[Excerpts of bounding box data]
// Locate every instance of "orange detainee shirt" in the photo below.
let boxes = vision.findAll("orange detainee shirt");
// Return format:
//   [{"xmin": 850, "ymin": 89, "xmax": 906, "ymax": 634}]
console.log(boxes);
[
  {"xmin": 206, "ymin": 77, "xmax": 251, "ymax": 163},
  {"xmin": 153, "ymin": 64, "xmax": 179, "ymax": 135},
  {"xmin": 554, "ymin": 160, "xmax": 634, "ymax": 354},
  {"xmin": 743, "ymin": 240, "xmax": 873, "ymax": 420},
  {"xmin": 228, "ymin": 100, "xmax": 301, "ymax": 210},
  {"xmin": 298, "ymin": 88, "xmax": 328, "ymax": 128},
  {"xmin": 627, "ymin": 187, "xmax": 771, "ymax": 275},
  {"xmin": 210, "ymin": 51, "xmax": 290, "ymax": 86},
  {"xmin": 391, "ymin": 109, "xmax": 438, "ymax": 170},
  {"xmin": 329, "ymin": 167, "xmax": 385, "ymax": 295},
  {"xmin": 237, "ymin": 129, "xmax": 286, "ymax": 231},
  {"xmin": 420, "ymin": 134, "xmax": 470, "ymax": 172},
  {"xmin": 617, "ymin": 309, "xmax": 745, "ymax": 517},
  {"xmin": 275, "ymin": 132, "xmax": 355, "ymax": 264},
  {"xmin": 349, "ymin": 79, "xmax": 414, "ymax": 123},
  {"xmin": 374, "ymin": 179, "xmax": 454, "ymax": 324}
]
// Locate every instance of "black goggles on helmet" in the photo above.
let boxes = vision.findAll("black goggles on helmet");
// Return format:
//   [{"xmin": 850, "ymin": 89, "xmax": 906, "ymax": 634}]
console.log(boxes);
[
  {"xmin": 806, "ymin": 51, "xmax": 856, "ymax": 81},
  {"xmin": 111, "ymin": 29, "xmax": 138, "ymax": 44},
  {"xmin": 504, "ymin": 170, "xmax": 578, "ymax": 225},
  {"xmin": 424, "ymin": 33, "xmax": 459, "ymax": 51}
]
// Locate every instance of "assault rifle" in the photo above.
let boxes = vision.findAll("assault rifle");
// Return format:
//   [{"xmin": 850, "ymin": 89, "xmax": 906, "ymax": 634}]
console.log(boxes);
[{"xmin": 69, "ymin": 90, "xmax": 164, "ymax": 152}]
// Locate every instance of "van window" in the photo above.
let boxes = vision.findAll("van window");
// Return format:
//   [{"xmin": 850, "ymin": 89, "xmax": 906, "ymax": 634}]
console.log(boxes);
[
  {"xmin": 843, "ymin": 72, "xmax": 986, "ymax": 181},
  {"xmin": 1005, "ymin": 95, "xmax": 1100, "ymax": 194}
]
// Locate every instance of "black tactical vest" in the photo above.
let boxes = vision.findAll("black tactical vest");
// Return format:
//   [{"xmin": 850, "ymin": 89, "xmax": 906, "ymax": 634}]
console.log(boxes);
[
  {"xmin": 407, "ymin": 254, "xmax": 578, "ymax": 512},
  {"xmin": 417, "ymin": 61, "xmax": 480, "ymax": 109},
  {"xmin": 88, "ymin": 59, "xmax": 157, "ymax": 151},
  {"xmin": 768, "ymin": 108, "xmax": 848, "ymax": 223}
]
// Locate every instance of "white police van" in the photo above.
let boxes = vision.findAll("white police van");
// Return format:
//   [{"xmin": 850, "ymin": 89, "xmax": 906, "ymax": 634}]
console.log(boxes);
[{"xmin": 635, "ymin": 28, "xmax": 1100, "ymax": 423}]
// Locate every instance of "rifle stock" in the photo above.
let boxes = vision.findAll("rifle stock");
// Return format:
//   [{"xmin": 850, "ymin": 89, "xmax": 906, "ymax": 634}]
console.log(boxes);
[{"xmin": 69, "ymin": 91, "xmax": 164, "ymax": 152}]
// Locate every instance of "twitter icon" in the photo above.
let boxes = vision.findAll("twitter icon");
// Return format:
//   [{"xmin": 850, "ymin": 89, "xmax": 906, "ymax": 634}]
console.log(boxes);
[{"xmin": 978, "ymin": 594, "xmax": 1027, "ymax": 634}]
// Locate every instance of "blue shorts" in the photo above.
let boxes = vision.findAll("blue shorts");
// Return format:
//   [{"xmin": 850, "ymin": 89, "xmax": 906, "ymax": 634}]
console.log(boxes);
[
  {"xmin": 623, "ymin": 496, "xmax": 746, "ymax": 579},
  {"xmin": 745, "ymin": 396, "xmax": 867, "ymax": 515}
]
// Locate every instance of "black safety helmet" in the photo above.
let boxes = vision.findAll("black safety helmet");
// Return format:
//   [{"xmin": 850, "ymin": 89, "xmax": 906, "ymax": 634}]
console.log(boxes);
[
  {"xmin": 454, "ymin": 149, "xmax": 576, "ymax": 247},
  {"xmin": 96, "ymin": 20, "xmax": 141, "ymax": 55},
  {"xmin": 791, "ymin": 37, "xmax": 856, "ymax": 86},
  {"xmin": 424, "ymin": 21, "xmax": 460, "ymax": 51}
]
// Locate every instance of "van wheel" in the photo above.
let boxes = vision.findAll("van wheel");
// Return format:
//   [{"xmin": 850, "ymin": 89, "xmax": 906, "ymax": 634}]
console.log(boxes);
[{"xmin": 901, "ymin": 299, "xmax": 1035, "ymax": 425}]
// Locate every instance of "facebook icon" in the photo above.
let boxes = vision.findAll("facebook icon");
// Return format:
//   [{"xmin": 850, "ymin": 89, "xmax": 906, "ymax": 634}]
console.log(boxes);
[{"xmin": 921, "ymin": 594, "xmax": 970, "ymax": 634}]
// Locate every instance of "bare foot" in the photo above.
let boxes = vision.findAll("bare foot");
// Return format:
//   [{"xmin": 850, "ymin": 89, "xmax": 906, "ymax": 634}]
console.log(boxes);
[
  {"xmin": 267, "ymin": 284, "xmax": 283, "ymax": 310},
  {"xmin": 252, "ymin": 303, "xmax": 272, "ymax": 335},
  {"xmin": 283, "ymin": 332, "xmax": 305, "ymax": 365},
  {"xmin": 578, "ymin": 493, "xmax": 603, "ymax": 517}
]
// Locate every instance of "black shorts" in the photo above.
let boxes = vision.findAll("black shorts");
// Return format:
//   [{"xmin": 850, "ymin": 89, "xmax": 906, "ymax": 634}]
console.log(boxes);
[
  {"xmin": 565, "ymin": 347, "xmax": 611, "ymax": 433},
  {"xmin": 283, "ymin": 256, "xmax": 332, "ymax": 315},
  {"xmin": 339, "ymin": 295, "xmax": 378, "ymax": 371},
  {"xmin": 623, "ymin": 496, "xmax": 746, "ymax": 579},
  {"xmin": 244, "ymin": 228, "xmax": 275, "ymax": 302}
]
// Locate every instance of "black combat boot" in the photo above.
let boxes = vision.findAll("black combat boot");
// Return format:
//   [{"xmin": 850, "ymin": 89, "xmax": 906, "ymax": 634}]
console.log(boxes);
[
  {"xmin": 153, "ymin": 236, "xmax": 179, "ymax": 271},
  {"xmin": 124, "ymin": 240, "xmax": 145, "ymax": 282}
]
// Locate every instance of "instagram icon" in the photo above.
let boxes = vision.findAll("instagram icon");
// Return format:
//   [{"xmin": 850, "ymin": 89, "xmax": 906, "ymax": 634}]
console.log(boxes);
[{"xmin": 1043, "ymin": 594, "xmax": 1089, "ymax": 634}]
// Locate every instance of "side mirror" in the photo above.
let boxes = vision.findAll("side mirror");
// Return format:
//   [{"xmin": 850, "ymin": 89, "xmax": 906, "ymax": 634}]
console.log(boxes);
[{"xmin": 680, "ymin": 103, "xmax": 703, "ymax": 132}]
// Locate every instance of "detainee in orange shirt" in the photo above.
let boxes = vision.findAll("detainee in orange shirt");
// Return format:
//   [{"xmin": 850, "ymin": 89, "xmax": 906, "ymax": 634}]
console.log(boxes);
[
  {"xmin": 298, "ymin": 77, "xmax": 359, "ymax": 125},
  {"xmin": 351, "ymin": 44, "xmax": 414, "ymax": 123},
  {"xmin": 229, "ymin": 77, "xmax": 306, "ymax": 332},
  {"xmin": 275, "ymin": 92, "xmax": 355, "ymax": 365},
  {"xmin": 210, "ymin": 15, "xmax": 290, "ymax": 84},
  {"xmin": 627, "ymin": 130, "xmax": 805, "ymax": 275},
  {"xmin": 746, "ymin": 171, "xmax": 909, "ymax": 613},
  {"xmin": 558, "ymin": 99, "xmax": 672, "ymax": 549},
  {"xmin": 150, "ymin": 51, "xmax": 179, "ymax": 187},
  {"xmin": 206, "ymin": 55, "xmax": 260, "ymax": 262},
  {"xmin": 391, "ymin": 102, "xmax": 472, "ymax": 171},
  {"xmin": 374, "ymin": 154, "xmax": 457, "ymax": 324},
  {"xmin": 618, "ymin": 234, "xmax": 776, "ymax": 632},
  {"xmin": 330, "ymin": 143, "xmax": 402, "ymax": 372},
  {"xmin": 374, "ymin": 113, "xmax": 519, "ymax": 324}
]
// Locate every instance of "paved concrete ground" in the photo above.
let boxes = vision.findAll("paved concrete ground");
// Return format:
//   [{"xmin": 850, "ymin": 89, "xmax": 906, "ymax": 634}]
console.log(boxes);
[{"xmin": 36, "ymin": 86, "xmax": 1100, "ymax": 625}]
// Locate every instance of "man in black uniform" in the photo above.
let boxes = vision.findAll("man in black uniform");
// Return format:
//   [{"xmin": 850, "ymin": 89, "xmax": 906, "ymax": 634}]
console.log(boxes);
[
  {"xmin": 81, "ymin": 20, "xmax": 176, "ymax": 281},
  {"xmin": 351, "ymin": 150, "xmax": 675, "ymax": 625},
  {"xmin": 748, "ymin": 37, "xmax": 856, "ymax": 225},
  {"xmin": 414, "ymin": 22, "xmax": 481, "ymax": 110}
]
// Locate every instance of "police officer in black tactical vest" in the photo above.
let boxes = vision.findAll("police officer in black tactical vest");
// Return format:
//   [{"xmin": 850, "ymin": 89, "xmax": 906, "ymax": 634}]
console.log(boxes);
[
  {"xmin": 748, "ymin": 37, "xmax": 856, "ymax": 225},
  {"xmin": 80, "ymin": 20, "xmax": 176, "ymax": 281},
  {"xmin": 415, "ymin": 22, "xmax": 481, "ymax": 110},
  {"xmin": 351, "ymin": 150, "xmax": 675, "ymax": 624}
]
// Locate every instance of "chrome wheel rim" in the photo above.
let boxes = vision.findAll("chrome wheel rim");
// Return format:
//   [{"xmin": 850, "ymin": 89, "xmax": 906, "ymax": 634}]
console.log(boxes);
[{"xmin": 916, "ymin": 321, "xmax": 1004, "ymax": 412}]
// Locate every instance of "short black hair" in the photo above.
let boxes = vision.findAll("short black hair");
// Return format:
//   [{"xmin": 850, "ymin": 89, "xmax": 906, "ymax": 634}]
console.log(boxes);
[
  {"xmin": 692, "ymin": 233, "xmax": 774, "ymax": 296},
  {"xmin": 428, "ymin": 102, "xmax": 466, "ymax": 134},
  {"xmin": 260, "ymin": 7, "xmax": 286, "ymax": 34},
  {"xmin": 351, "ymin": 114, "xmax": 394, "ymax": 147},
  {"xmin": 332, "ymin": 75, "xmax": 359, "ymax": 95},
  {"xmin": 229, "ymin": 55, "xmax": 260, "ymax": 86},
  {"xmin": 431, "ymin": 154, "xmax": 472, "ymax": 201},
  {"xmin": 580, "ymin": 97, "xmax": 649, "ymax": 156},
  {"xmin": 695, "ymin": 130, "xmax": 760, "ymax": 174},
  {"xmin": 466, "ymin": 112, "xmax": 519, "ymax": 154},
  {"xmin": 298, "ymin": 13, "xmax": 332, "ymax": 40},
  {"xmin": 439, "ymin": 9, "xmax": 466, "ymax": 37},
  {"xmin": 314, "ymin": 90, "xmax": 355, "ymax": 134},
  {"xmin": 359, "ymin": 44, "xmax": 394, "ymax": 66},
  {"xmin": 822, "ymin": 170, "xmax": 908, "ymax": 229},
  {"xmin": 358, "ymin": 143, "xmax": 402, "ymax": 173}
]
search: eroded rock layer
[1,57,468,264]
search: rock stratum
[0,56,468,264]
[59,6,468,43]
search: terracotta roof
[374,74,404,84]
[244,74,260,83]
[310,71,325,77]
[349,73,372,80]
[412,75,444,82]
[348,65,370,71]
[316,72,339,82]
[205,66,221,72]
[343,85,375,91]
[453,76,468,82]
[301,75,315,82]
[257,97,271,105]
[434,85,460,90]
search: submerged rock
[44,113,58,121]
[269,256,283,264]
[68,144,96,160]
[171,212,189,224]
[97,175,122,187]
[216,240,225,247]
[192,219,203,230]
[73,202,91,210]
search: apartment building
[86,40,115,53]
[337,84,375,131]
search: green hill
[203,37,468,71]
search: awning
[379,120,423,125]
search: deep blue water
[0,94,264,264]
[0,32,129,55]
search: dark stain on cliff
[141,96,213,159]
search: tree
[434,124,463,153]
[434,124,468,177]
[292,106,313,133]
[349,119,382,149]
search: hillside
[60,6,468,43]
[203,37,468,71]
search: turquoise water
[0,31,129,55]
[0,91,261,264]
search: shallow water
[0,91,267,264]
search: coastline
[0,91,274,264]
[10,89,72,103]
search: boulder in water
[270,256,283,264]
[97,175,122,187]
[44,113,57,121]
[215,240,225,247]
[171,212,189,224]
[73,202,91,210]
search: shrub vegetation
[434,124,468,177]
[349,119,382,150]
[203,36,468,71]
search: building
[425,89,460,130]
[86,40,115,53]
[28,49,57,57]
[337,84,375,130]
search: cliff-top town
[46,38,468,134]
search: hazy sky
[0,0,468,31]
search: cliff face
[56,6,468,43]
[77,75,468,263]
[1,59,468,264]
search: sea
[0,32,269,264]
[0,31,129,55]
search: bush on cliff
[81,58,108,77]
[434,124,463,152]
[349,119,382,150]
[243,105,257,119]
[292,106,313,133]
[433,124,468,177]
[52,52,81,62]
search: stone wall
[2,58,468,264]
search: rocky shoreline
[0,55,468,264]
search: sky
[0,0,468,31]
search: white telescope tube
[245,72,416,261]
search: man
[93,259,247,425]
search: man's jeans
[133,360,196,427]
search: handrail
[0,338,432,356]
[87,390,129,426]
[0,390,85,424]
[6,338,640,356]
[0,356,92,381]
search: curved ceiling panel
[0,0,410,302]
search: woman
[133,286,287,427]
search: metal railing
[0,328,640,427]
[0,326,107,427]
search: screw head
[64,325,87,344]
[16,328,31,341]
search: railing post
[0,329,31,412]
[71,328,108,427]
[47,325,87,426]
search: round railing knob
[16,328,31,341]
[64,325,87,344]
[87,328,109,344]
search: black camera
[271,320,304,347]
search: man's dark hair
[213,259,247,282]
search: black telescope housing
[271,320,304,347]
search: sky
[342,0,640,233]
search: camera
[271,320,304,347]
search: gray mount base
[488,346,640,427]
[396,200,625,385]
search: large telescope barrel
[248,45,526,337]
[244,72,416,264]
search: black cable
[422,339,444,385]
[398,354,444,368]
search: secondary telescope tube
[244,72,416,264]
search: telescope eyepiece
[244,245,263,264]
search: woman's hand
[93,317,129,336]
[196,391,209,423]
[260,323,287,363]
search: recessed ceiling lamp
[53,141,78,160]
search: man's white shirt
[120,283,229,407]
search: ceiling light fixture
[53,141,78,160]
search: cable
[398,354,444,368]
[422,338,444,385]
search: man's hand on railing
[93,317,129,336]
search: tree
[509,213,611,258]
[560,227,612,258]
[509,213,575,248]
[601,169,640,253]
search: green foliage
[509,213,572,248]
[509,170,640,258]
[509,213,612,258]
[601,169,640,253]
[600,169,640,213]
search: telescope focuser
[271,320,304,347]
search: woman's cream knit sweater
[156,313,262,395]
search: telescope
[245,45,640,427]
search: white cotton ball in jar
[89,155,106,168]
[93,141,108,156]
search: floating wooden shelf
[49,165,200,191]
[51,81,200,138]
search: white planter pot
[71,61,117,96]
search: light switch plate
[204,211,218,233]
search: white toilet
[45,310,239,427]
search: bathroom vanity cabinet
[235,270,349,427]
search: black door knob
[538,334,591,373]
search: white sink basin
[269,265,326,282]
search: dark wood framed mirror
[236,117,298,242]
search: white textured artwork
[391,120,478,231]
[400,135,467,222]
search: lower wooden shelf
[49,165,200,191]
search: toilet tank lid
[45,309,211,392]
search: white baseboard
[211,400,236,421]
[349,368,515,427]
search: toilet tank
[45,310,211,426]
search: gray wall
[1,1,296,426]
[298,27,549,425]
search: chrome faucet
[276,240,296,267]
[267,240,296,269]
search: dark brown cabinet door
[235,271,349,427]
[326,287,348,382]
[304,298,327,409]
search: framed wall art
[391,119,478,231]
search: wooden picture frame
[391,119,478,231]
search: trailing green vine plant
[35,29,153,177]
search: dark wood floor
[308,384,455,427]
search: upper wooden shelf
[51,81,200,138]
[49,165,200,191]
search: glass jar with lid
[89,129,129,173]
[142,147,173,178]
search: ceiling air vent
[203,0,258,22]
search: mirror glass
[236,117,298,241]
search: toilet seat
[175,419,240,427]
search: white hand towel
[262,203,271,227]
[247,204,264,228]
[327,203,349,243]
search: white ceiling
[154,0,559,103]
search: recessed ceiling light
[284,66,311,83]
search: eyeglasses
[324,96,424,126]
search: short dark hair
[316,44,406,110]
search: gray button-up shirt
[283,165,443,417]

■ What needs to be done: Please add 15 to every coordinate in the data, starting with the line with "search: rock stratum" and going on through the line with "[337,84,375,130]". Write out all of those lines again, keeping each of them.

■ Response for this exercise:
search: rock stratum
[15,71,483,279]
[74,21,483,58]
search: terracotta roof
[389,89,419,99]
[259,89,275,98]
[325,86,340,92]
[364,88,387,95]
[427,90,459,97]
[363,80,385,86]
[331,87,354,97]
[220,81,236,87]
[358,100,390,106]
[468,91,483,97]
[316,90,330,97]
[272,112,286,120]
[449,100,475,105]
search: submerged rock
[59,128,73,136]
[284,271,298,279]
[83,159,111,175]
[186,227,204,239]
[112,190,137,202]
[231,255,240,262]
[207,234,218,245]
[88,217,106,225]
search: apartment building
[101,55,130,68]
[352,99,390,146]
search: green hill
[218,52,483,86]
search: awning
[394,135,438,140]
search: deep blue water
[15,109,279,279]
[15,47,144,70]
search: dark stain on cliff
[156,111,228,174]
search: tree
[449,139,478,168]
[449,139,483,192]
[307,121,328,148]
[364,134,397,164]
search: hillside
[75,21,483,58]
[218,52,483,86]
search: turquoise water
[15,46,144,70]
[15,106,276,279]
search: shallow water
[15,106,282,279]
search: coastline
[15,106,289,279]
[25,104,87,118]
search: boulder in water
[285,271,298,279]
[112,190,137,202]
[59,128,72,136]
[230,255,240,262]
[186,227,204,239]
[88,217,106,225]
search: shrub vegetation
[449,139,483,192]
[364,134,397,165]
[218,51,483,86]
search: building
[440,104,475,145]
[101,55,130,68]
[43,64,72,72]
[352,99,390,145]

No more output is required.